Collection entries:

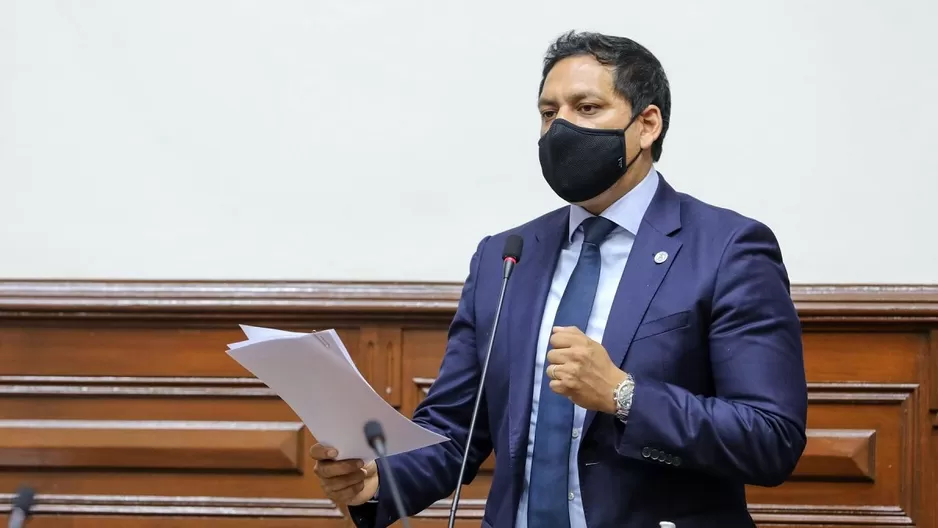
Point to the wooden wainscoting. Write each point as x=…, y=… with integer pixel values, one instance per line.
x=120, y=406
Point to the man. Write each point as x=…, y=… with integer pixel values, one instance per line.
x=649, y=360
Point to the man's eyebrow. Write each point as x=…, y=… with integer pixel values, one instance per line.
x=545, y=101
x=574, y=98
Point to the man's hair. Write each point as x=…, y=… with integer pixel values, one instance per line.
x=639, y=76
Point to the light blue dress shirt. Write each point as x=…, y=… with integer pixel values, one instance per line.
x=627, y=214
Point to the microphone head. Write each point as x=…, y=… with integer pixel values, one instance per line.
x=374, y=433
x=25, y=497
x=513, y=246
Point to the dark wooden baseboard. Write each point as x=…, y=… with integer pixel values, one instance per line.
x=119, y=404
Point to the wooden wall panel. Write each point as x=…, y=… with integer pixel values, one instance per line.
x=120, y=406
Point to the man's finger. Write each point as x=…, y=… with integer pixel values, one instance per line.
x=567, y=340
x=323, y=452
x=331, y=469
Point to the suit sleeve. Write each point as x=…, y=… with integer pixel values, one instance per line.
x=427, y=475
x=753, y=428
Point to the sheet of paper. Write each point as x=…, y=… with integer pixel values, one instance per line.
x=328, y=393
x=260, y=333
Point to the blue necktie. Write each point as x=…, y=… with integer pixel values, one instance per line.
x=548, y=504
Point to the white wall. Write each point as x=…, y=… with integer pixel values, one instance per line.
x=221, y=139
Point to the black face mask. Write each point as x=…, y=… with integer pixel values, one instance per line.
x=581, y=163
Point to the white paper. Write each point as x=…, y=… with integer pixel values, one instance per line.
x=315, y=376
x=259, y=333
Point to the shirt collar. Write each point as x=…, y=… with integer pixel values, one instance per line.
x=626, y=212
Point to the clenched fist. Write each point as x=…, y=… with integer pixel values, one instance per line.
x=580, y=369
x=347, y=482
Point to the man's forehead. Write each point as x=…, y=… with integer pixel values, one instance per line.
x=577, y=77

• Exercise prompt
Repeat the data exactly, without the pictures.

• Response
Point to the wooden wainscoting. Write each point as x=…, y=… with integer pixel values, one instance per line.
x=120, y=406
Point to the man. Write each point as x=…, y=… with integer pixel values, one instance per line.
x=649, y=360
Point to the man's eyebrow. Write each point as x=…, y=… with integer pixel values, one instance per line.
x=545, y=101
x=574, y=98
Point to the man's hair. Write each point as x=…, y=… with integer pixel values, one instance per line.
x=639, y=76
Point to the light blue dress shirt. Write each point as x=…, y=… with integer pixel values, one instance per line.
x=627, y=214
Point to the microphone head. Write each point as x=…, y=… with integer pixel values, one instance per line.
x=374, y=433
x=25, y=497
x=513, y=246
Point to the dark wooden baseboard. Write each point as x=…, y=… with integer pixel values, one instance per line.
x=119, y=404
Point to the wooden wall panel. Write each point as x=…, y=… with integer pixel values, one instance per line.
x=120, y=406
Point to the man's finger. Write each point as x=…, y=… with integer pixel values, one instance per line.
x=567, y=340
x=323, y=452
x=331, y=469
Point to the suit sleeve. Write each point as x=…, y=… with integer pixel values, one instance per line.
x=427, y=475
x=753, y=428
Point to the sheet of paper. Write each point as x=…, y=… with integer pixel values, one instance per line.
x=328, y=393
x=260, y=333
Point to the blue necktie. Write each point as x=…, y=… with integer pixel values, one instance per line.
x=548, y=504
Point to the white wall. Write each point as x=…, y=… with integer pixel values, one instance per line.
x=221, y=139
Point to the black face mask. Write each point as x=…, y=… with integer pixel values, one instance per line.
x=581, y=163
Point to the white paper. Write each point as x=…, y=… with integer pixel values, one instance per line.
x=315, y=376
x=259, y=333
Point to the shirt collar. Write each point as x=…, y=… with integer pixel values, one instance per line.
x=626, y=212
Point to the clenched fist. Write each point as x=…, y=… with integer pixel values, one instance per line.
x=580, y=369
x=347, y=482
Point to the man's forehead. Write each point as x=…, y=… with integer pixel values, one instance per line.
x=577, y=77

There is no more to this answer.